THE TASK:
Render the lines starting at the one containing "task: segment the lawn" and ending at the one containing "[[[693,546],[729,545],[729,360],[702,317],[686,462]]]" as a JSON list of strings, one string per line, leaving out blank lines.

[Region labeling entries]
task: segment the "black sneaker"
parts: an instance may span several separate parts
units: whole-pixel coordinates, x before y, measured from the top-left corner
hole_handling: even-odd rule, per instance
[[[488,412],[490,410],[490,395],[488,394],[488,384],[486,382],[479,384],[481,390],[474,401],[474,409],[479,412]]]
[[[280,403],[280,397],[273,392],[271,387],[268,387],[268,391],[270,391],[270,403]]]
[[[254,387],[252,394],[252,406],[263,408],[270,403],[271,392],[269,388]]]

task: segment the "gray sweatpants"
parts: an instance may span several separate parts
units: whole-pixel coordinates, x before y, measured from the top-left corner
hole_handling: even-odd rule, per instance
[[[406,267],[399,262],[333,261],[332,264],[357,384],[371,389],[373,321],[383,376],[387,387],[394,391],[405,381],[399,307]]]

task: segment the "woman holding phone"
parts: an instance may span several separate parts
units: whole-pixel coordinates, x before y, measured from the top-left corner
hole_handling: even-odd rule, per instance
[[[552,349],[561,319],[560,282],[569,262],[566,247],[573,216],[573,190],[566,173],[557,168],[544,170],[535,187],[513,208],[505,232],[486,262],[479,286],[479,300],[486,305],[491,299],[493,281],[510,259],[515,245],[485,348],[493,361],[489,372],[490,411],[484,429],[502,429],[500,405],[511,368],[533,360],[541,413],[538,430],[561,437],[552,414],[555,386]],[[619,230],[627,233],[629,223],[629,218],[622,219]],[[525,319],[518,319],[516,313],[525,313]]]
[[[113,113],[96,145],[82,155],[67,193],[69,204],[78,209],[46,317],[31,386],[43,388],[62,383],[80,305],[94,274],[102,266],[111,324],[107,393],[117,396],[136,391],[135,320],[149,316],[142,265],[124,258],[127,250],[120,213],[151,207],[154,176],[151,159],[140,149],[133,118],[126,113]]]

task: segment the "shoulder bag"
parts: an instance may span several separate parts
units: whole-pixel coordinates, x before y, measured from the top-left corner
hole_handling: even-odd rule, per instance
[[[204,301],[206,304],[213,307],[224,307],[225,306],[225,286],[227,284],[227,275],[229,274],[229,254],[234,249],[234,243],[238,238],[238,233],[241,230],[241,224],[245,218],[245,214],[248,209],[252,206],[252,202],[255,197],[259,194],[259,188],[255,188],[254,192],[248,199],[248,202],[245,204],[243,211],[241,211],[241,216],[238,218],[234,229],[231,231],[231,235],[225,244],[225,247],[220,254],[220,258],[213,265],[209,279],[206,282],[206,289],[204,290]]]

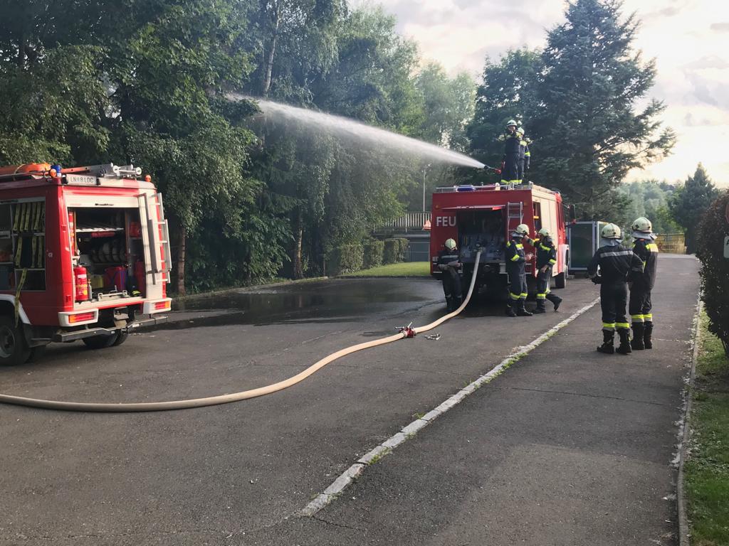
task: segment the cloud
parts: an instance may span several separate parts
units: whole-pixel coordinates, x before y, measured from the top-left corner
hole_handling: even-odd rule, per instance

--

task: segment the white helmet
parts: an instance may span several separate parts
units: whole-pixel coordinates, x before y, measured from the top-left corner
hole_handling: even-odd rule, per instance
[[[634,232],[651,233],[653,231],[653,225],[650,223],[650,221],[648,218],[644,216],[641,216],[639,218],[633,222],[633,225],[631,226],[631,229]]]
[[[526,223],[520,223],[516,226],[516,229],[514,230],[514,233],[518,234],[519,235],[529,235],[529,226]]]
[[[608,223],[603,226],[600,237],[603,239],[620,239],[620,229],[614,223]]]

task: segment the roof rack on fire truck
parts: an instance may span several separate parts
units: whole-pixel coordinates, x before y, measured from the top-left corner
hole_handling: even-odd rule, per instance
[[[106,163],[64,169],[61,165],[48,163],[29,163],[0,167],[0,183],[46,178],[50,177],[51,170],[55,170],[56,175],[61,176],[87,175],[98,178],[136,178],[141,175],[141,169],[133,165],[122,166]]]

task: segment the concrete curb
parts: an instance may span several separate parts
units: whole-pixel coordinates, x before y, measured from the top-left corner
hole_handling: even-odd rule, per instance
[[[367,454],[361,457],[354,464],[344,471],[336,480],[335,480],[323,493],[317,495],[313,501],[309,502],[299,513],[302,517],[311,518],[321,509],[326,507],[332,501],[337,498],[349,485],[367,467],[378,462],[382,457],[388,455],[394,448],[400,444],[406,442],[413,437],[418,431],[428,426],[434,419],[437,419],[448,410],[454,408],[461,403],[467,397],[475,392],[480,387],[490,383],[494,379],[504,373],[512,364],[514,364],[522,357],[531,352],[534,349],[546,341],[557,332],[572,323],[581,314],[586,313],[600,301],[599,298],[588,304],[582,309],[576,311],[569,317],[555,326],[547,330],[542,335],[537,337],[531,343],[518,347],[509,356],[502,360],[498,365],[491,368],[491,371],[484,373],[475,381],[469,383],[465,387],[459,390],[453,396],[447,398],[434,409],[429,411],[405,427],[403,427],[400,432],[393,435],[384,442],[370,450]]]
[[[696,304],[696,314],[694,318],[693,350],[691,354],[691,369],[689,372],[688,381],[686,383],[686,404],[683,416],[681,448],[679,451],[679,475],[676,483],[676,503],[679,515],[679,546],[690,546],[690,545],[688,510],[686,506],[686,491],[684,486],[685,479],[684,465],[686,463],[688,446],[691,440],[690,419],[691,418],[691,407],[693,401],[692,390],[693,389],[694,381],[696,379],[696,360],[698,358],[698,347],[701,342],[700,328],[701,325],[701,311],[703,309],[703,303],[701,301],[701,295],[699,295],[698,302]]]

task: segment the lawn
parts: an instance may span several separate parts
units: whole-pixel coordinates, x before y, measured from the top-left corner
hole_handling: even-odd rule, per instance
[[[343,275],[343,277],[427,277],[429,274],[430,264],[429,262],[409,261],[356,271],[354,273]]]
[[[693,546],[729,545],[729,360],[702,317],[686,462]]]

ANSWER FOR THE TASK:
[
  "task: segment the lawn",
  "parts: an instance may span several separate parts",
  "units: whole-pixel coordinates, x before y, measured from the top-left corner",
  "hole_handling: even-odd rule, per instance",
  "[[[343,275],[343,277],[427,277],[429,274],[430,264],[429,262],[409,261],[356,271],[354,273]]]",
  "[[[693,546],[729,545],[729,360],[702,317],[686,462]]]"
]